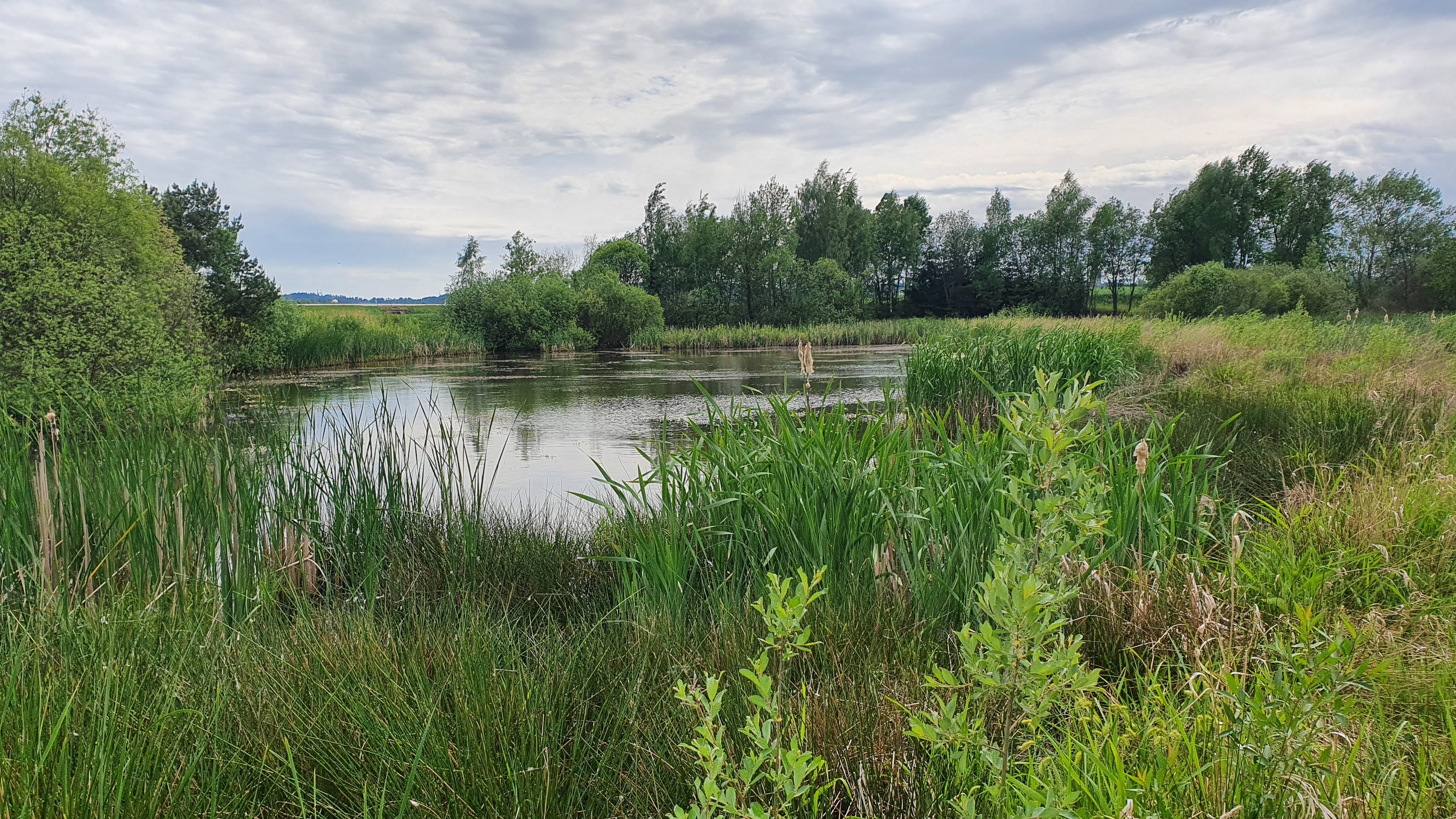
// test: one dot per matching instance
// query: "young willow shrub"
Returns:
(519, 312)
(772, 779)
(1020, 670)
(95, 296)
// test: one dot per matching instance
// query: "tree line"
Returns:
(817, 254)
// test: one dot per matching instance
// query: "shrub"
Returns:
(94, 291)
(622, 257)
(1320, 291)
(519, 312)
(819, 294)
(611, 311)
(1439, 272)
(1208, 289)
(263, 344)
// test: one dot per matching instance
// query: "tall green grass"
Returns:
(844, 334)
(447, 661)
(970, 369)
(348, 337)
(881, 499)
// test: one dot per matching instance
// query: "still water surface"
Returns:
(551, 419)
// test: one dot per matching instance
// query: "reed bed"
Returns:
(970, 369)
(325, 616)
(333, 336)
(842, 334)
(897, 498)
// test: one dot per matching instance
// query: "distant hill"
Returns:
(331, 299)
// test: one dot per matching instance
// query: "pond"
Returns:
(542, 425)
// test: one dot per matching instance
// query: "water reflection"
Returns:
(542, 422)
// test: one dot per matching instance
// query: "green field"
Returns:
(1248, 529)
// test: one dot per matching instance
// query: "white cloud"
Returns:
(432, 120)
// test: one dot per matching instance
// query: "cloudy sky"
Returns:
(363, 142)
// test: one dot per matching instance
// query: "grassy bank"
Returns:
(750, 337)
(350, 334)
(223, 621)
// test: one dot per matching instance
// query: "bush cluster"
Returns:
(535, 307)
(1209, 289)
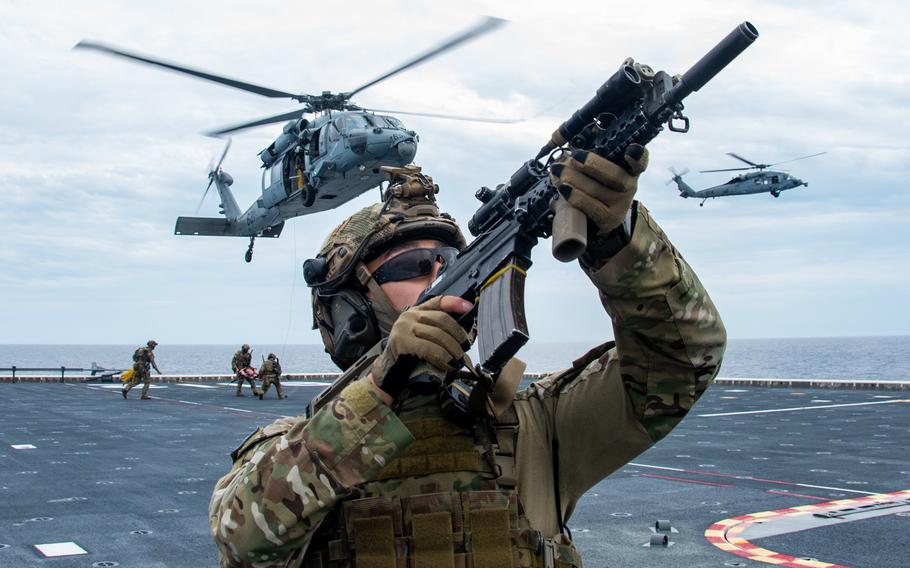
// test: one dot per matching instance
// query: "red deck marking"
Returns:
○ ○ ○ ○ ○ ○ ○
Work out how many lines of the preceding data contain the word "shrub". Reply with that number only.

■ **OUTPUT**
2